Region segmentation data
* * * * * * * * *

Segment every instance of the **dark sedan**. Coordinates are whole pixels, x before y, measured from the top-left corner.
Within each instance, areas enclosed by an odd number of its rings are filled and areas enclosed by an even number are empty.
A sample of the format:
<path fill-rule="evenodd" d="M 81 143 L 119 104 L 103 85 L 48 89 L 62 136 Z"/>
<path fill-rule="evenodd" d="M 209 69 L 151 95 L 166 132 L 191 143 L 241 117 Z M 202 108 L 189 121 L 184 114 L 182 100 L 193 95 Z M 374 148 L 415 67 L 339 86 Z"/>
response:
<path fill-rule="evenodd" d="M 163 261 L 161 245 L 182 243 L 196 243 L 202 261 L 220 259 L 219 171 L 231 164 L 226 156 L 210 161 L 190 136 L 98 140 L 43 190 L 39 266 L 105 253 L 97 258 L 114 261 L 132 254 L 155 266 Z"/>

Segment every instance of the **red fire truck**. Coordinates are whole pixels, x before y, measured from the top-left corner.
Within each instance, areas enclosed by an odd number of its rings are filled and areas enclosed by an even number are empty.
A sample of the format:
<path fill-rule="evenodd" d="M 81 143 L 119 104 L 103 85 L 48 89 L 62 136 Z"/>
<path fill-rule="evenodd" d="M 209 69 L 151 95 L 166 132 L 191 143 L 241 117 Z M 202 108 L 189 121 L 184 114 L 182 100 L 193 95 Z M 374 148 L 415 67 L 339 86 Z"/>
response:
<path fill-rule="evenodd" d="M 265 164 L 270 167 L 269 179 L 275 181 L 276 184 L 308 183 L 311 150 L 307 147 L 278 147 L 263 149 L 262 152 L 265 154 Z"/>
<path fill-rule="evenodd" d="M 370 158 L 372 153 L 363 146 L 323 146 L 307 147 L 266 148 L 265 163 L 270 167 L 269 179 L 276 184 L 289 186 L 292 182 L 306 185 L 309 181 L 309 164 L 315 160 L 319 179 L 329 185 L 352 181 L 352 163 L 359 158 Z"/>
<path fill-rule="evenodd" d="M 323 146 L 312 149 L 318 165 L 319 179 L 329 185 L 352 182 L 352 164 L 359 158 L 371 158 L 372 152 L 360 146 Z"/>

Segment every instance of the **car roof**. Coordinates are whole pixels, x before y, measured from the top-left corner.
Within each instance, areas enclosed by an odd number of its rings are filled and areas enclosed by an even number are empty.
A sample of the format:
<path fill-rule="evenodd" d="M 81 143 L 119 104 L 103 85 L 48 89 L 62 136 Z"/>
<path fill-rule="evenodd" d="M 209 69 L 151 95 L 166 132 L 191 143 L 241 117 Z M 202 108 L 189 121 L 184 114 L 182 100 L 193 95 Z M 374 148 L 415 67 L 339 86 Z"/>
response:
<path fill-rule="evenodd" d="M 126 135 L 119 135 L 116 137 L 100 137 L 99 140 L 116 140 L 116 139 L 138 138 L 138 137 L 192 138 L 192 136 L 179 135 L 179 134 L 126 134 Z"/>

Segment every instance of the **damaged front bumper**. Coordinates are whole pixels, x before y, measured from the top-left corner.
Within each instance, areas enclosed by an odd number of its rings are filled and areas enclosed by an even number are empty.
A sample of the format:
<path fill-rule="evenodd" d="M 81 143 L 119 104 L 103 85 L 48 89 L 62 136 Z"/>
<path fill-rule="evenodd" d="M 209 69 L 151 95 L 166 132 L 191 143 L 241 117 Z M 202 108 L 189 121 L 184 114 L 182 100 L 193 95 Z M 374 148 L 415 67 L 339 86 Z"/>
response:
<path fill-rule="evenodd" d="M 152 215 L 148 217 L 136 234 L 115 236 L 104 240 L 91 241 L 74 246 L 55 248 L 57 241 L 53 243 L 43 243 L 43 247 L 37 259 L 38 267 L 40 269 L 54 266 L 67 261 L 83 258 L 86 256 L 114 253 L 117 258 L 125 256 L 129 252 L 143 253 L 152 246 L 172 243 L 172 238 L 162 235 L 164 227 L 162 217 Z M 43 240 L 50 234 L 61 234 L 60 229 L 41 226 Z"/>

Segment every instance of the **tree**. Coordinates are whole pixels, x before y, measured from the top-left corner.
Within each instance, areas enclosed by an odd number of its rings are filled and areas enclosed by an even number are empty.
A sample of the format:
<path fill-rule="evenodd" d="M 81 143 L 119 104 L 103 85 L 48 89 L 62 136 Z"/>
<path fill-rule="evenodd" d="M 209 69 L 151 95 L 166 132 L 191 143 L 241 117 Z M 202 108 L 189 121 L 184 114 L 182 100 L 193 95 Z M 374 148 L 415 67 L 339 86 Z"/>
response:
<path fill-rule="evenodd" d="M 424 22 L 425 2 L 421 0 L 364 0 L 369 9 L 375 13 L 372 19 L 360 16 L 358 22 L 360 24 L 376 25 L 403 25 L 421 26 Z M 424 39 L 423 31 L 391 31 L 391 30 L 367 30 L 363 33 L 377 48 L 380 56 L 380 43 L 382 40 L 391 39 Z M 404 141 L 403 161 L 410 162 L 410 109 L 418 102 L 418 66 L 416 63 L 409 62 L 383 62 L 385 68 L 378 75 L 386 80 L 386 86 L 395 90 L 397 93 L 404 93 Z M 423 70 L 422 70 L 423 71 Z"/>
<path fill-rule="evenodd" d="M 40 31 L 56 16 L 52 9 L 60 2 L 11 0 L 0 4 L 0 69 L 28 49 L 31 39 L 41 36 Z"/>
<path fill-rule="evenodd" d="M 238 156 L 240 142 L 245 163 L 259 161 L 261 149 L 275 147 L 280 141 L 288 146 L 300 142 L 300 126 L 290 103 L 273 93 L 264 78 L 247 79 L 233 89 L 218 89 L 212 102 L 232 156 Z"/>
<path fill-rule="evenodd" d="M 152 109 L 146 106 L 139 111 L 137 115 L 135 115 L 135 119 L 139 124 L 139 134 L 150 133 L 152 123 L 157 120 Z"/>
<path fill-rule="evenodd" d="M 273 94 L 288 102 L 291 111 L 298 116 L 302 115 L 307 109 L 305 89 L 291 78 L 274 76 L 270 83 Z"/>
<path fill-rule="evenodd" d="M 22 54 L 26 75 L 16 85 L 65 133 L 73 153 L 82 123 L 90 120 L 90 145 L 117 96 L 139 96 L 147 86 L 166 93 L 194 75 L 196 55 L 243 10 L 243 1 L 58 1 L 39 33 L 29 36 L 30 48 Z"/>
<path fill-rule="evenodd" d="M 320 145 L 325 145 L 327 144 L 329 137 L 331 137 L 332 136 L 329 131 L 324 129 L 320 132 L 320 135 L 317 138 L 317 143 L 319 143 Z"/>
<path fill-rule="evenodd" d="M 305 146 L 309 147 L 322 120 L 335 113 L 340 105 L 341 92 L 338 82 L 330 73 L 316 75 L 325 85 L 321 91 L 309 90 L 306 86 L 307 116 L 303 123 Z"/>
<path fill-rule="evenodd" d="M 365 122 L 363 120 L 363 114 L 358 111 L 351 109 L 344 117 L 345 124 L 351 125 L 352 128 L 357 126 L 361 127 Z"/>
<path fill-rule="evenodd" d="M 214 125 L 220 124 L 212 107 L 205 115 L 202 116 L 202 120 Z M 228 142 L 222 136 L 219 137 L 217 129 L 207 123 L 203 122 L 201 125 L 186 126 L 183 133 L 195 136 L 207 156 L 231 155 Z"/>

* * * * * * * * *

PROMPT:
Reproduce all of the material above in full, keeping every line identical to the original.

RESULT:
Segment every instance of the **dark sedan**. Coordinates are whole pixels, x before y, measured from the top-left corner.
Within each instance, areas enclosed by an odd number of its rings are filled and areas enclosed by an even number are empty.
A sample of the format:
<path fill-rule="evenodd" d="M 81 143 L 119 104 L 103 85 L 48 89 L 62 136 Z"/>
<path fill-rule="evenodd" d="M 209 69 L 151 95 L 166 132 L 191 143 L 241 117 Z M 202 108 L 189 121 L 184 114 L 182 100 L 193 95 Z M 374 148 L 415 67 L 339 86 Z"/>
response:
<path fill-rule="evenodd" d="M 163 261 L 161 245 L 182 243 L 196 243 L 202 261 L 220 259 L 219 171 L 231 164 L 226 156 L 210 161 L 190 136 L 98 140 L 43 190 L 39 266 L 105 253 L 97 258 L 114 261 L 132 254 L 155 266 Z"/>

Segment every instance of the **red fire truck**. Coordinates are whole pixels, x before y, measured from the top-left corner.
Within each instance, areas enclosed by an odd number of its rings are filled and areas enclosed by an even number are empty.
A sample of the format:
<path fill-rule="evenodd" d="M 81 143 L 119 104 L 103 85 L 48 89 L 62 136 Z"/>
<path fill-rule="evenodd" d="M 209 69 L 151 95 L 166 132 L 191 143 L 241 117 Z M 202 108 L 189 121 L 184 114 L 182 100 L 193 95 Z M 374 148 L 415 67 L 339 86 Z"/>
response:
<path fill-rule="evenodd" d="M 265 164 L 270 167 L 269 179 L 275 181 L 276 184 L 308 183 L 311 150 L 307 147 L 278 147 L 263 149 L 262 152 L 265 154 Z"/>
<path fill-rule="evenodd" d="M 370 158 L 372 153 L 363 146 L 323 146 L 307 147 L 266 148 L 265 163 L 270 167 L 269 179 L 276 184 L 289 186 L 292 182 L 306 185 L 309 181 L 309 164 L 315 160 L 319 179 L 329 185 L 352 181 L 352 163 L 359 158 Z"/>
<path fill-rule="evenodd" d="M 323 146 L 312 149 L 318 165 L 319 179 L 329 185 L 352 182 L 352 164 L 359 158 L 371 158 L 372 152 L 360 146 Z"/>

Segment every instance of the **car roof**. Coordinates are whole pixels, x before y, measured from the top-left corner.
Within each instance, areas enclosed by an odd number of its rings are filled and areas enclosed by an even number are empty.
A sample of the format:
<path fill-rule="evenodd" d="M 81 143 L 119 104 L 103 85 L 48 89 L 62 136 Z"/>
<path fill-rule="evenodd" d="M 209 69 L 151 95 L 166 132 L 191 143 L 241 117 Z M 202 108 L 189 121 L 184 114 L 182 100 L 193 95 Z M 374 148 L 415 67 L 339 86 Z"/>
response:
<path fill-rule="evenodd" d="M 126 135 L 119 135 L 116 137 L 100 137 L 99 140 L 116 140 L 116 139 L 138 138 L 138 137 L 192 138 L 192 136 L 179 135 L 179 134 L 126 134 Z"/>

Segment every instance of the **damaged front bumper**. Coordinates are whole pixels, x before y, measured from the top-left corner.
Within each instance, areas enclosed by an odd number of its rings are filled and areas enclosed by an even number are empty.
A sample of the format:
<path fill-rule="evenodd" d="M 81 143 L 119 104 L 103 85 L 48 89 L 62 136 Z"/>
<path fill-rule="evenodd" d="M 209 69 L 151 95 L 166 132 L 191 143 L 241 117 Z M 202 108 L 189 121 L 184 114 L 182 100 L 193 95 Z M 374 148 L 415 67 L 339 86 Z"/>
response:
<path fill-rule="evenodd" d="M 152 215 L 148 217 L 136 234 L 115 236 L 104 240 L 91 241 L 74 246 L 55 248 L 57 241 L 53 243 L 43 243 L 43 247 L 37 259 L 38 267 L 40 269 L 54 266 L 67 261 L 83 258 L 86 256 L 114 253 L 117 258 L 125 256 L 129 252 L 143 253 L 152 246 L 172 243 L 172 238 L 162 235 L 164 227 L 162 217 Z M 43 240 L 50 234 L 61 234 L 60 229 L 41 226 Z"/>

Segment every instance of the **tree**. Coordinates are whole pixels, x before y, measured from the top-left corner.
Within each instance, areas enclosed by an odd number of its rings are filled and areas enclosed by an even number are empty.
A sample of the format:
<path fill-rule="evenodd" d="M 81 143 L 119 104 L 103 85 L 48 89 L 62 136 Z"/>
<path fill-rule="evenodd" d="M 209 69 L 151 95 L 166 132 L 191 143 L 241 117 Z M 202 108 L 189 121 L 184 114 L 182 100 L 193 95 Z M 374 148 L 415 67 L 339 86 Z"/>
response:
<path fill-rule="evenodd" d="M 424 22 L 425 2 L 421 0 L 364 0 L 369 9 L 375 13 L 372 19 L 360 16 L 358 22 L 360 24 L 376 25 L 403 25 L 421 26 Z M 424 39 L 423 31 L 391 31 L 391 30 L 367 30 L 363 33 L 377 48 L 380 56 L 380 43 L 382 40 L 391 39 Z M 404 141 L 403 161 L 410 162 L 410 109 L 418 102 L 418 66 L 416 63 L 409 62 L 383 62 L 385 68 L 378 75 L 386 80 L 386 86 L 395 90 L 397 93 L 404 93 Z M 423 70 L 422 70 L 423 71 Z"/>
<path fill-rule="evenodd" d="M 40 31 L 56 16 L 52 9 L 60 2 L 11 0 L 0 4 L 0 69 L 28 49 L 31 39 L 41 36 Z"/>
<path fill-rule="evenodd" d="M 238 156 L 240 142 L 245 163 L 259 161 L 261 149 L 275 147 L 280 141 L 288 146 L 300 142 L 300 126 L 290 103 L 273 93 L 264 78 L 247 79 L 233 89 L 218 89 L 212 102 L 232 156 Z"/>
<path fill-rule="evenodd" d="M 152 109 L 146 106 L 139 111 L 137 115 L 135 115 L 135 119 L 139 124 L 139 134 L 150 133 L 152 123 L 157 120 Z"/>
<path fill-rule="evenodd" d="M 273 94 L 288 102 L 291 111 L 298 116 L 302 115 L 307 109 L 305 89 L 291 78 L 274 76 L 270 83 Z"/>
<path fill-rule="evenodd" d="M 22 54 L 26 75 L 16 85 L 65 133 L 73 153 L 82 123 L 90 120 L 90 145 L 117 96 L 139 96 L 147 86 L 166 93 L 194 75 L 196 55 L 243 10 L 243 1 L 58 1 L 39 33 L 29 36 L 30 48 Z"/>
<path fill-rule="evenodd" d="M 320 145 L 325 145 L 327 144 L 329 137 L 331 137 L 332 136 L 329 131 L 324 129 L 320 132 L 320 135 L 317 138 L 317 143 L 319 143 Z"/>
<path fill-rule="evenodd" d="M 305 146 L 309 147 L 322 120 L 335 113 L 340 105 L 341 92 L 338 82 L 330 73 L 316 75 L 325 85 L 321 91 L 309 90 L 306 86 L 307 116 L 303 123 Z"/>
<path fill-rule="evenodd" d="M 365 122 L 363 120 L 363 114 L 358 111 L 351 109 L 344 117 L 345 124 L 351 125 L 352 128 L 357 126 L 361 127 Z"/>
<path fill-rule="evenodd" d="M 214 125 L 220 124 L 212 107 L 205 115 L 202 116 L 202 120 Z M 228 142 L 222 136 L 219 137 L 217 129 L 207 123 L 203 122 L 201 125 L 186 126 L 183 133 L 195 136 L 207 156 L 231 155 Z"/>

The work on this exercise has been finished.